Aim:
Extract the lines of the material beginning with the one that contains "Labeling round 2. The target category is snow." and running through the one that contains "[569,179,640,212]", both included, and reproduce them character for character.

Region annotation entries:
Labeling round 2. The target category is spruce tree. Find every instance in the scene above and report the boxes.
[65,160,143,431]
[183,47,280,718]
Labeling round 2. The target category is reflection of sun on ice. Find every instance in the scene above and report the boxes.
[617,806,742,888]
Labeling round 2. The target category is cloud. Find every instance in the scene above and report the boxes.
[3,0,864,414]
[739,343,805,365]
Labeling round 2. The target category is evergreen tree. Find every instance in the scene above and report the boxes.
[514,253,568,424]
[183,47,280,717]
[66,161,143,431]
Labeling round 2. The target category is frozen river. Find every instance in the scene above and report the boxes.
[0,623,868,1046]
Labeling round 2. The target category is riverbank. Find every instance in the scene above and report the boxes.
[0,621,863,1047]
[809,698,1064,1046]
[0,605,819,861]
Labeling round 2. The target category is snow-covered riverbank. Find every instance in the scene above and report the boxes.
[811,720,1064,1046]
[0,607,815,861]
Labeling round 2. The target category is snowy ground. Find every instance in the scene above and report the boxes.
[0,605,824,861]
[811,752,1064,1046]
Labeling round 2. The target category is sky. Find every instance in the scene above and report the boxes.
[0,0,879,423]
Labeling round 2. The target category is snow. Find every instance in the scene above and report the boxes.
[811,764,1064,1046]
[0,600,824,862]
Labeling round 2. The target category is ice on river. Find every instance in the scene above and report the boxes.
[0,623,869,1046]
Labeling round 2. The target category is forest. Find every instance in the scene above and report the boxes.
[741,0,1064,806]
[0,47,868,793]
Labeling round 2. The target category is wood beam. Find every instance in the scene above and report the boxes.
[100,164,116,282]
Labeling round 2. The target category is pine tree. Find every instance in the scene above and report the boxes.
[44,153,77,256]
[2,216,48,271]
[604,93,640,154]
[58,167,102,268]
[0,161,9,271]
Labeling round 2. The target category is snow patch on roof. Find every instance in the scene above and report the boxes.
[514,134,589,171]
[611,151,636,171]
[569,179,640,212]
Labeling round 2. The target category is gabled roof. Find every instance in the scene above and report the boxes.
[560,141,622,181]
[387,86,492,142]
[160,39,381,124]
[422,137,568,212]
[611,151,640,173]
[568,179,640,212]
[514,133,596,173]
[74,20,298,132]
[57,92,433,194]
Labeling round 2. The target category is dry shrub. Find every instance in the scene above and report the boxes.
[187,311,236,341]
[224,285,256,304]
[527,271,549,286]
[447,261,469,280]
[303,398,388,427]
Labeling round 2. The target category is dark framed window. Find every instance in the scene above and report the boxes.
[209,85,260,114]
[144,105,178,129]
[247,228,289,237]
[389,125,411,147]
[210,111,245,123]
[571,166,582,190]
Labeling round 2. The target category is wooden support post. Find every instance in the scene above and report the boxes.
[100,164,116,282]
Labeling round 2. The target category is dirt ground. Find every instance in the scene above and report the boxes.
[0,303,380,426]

Exercise solution:
Labeling round 2. The target category is snow. Find every instance in the scene above and report the boxes.
[811,764,1064,1046]
[0,600,824,862]
Labeling round 2. The target category is ice on river. Find every instance in the scene above and report the boxes.
[0,623,869,1046]
Labeling round 2. The target category is forest. Find every instance in the scene above and report the boxes.
[741,0,1064,806]
[0,47,868,793]
Labeling round 2. The target category is wood beam. Find every instance in the scene above and report the boxes.
[100,164,116,282]
Labeling round 2. The target category is pine tree. Find every instance in the scene above and report the boxes.
[44,153,77,256]
[2,216,48,271]
[604,93,640,154]
[58,167,102,268]
[0,161,9,271]
Labeling round 2. The target category is snow patch on roof. Find every instance in the scene above and report the boxes.
[514,134,589,171]
[611,151,636,171]
[569,179,640,212]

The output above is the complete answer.